> **What you should do**
Every entry is to be returned as it stands, apart from the pictures.

[Data items]
++++++++++
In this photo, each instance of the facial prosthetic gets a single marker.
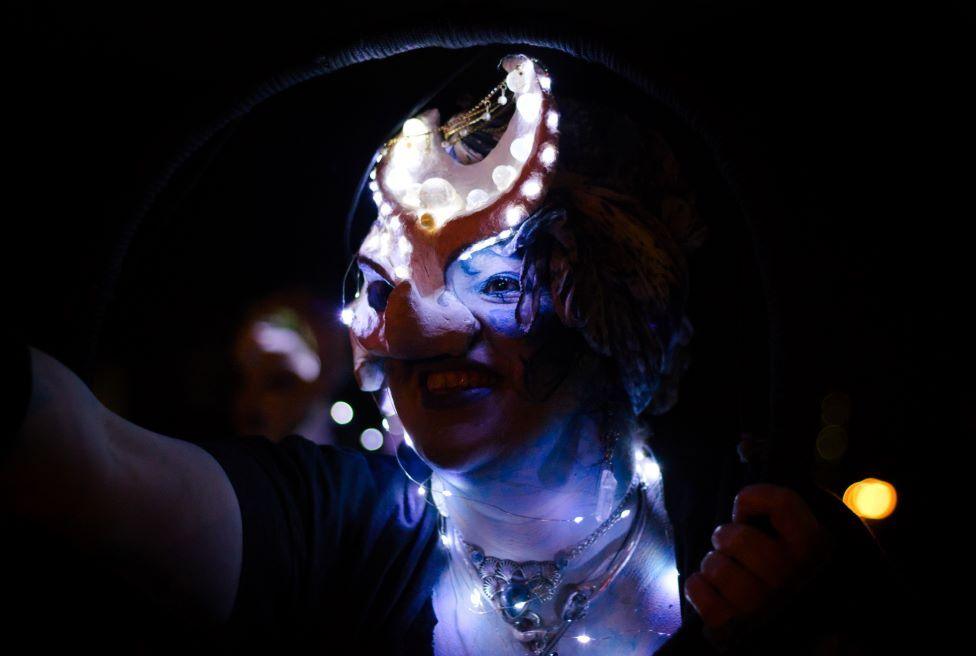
(593, 201)
(433, 206)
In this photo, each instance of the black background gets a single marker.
(859, 113)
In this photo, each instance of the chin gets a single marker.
(455, 449)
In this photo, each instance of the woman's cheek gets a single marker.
(503, 322)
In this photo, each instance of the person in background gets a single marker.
(290, 357)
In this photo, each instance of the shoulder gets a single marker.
(312, 474)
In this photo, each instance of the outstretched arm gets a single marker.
(162, 509)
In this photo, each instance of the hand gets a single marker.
(751, 571)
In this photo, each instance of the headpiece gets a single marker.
(607, 245)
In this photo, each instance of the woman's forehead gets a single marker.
(491, 258)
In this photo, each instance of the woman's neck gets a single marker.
(532, 504)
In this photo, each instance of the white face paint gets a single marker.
(431, 208)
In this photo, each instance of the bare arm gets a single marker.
(162, 509)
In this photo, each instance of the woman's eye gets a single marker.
(377, 293)
(501, 286)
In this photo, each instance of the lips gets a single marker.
(455, 382)
(450, 381)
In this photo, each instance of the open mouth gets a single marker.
(445, 382)
(453, 387)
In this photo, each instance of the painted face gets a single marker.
(434, 319)
(503, 390)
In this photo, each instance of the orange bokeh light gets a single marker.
(871, 498)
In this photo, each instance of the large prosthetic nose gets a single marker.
(413, 326)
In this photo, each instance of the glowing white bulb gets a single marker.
(552, 120)
(371, 439)
(503, 176)
(521, 148)
(532, 188)
(548, 155)
(341, 413)
(436, 193)
(651, 471)
(519, 79)
(414, 127)
(529, 105)
(514, 214)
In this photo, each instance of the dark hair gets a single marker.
(609, 251)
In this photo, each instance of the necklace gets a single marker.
(517, 589)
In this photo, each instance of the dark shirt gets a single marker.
(340, 548)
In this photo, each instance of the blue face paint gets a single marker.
(488, 283)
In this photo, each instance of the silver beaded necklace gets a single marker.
(517, 589)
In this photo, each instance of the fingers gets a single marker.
(714, 610)
(788, 513)
(741, 589)
(762, 555)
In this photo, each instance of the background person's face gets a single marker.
(463, 412)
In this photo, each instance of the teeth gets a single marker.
(454, 380)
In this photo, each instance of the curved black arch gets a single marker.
(745, 180)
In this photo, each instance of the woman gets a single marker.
(526, 317)
(524, 312)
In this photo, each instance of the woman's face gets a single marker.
(507, 390)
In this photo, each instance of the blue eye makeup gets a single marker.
(505, 287)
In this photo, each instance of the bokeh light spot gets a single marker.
(341, 413)
(871, 498)
(371, 439)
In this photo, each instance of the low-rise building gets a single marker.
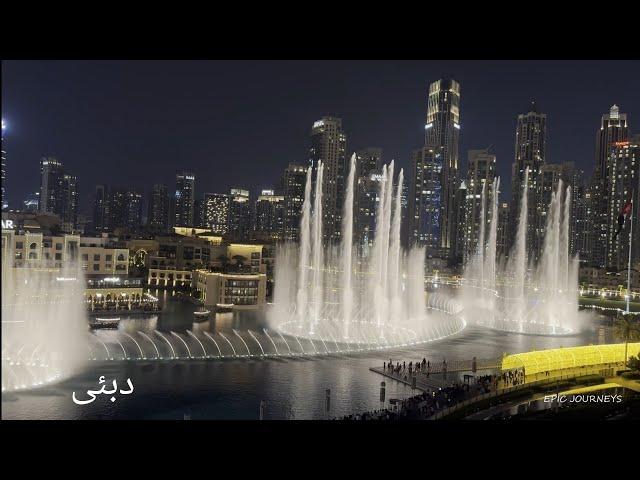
(237, 291)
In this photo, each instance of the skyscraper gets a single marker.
++++++++++
> **Answer**
In this photo, each instance of the facial prosthetic gets a single marker.
(593, 201)
(433, 206)
In this photo, each instance of the black background gets a single marker.
(859, 113)
In this photo, each instance of the chin gets a single marker.
(455, 449)
In this photo, each instance of the woman's cheek gets a single marker.
(503, 322)
In this photo, each instance of the person in background gets a single marker.
(290, 357)
In this photo, each instance of the shoulder gets a single marker.
(312, 474)
In this photo, each instance of the outstretched arm gets a single marker.
(162, 509)
In this photo, each instance of the hand gets a single marker.
(751, 571)
In this photo, each instance of the headpiece gets a single marker.
(607, 245)
In this photo, each instance of the woman's forehead gets a single marker.
(491, 258)
In this photo, each instance of the woman's neck gets a single marker.
(532, 504)
In this photo, each instance of the white face paint gets a single marker.
(431, 208)
In this photo, each instance of the bare arm gets a single marker.
(162, 509)
In this photo, each instance of the woman's eye gets a single marker.
(377, 293)
(501, 286)
In this photo, each instance of the lips gets a single marker.
(455, 382)
(450, 381)
In this photo, each instance of the open mouth gets a single marker.
(445, 382)
(453, 387)
In this photo, each instance of the painted face gets a single marker.
(434, 319)
(503, 390)
In this photo, each instance of the orange bokeh light gets a single marker.
(871, 498)
In this photo, each instance of the large prosthetic nose gets a single marker.
(413, 326)
In this photo, each instance of the glowing white bulb gets a single marker.
(552, 120)
(371, 439)
(503, 176)
(521, 148)
(532, 188)
(548, 155)
(341, 413)
(436, 193)
(651, 471)
(519, 79)
(414, 127)
(529, 105)
(514, 214)
In this photo, each instance of the dark hair gets a single marker.
(609, 251)
In this photo, each instance of the necklace gets a single marker.
(517, 589)
In this photo, each instance of the dark shirt gets a single marker.
(340, 548)
In this photo, each instance of the blue face paint gets a single marker.
(488, 283)
In this photo, each instance of the silver beaded necklace gets a single marker.
(517, 589)
In this photo, each instance of the fingers gets a single marker.
(714, 610)
(788, 513)
(741, 589)
(762, 555)
In this photo, each instance of the background person's face gets a single marker.
(463, 412)
In this photo, each instance of the teeth gets a single marker.
(454, 380)
In this photo, each instance of the curved black arch gets a single marker.
(745, 180)
In this photo, each instance of the woman gets a single marker.
(526, 317)
(524, 312)
In this photo, each instance of the woman's face gets a single marker.
(507, 390)
In this photo, each instance of the blue eye makeup gets a single marker.
(505, 287)
In this photo, each instance of the bokeh light spot gets a single marker.
(341, 413)
(871, 498)
(371, 439)
In this photo, each instance of the low-rise building gets a single marker.
(237, 291)
In this photo, each instance of the skyscraper gets a single marker.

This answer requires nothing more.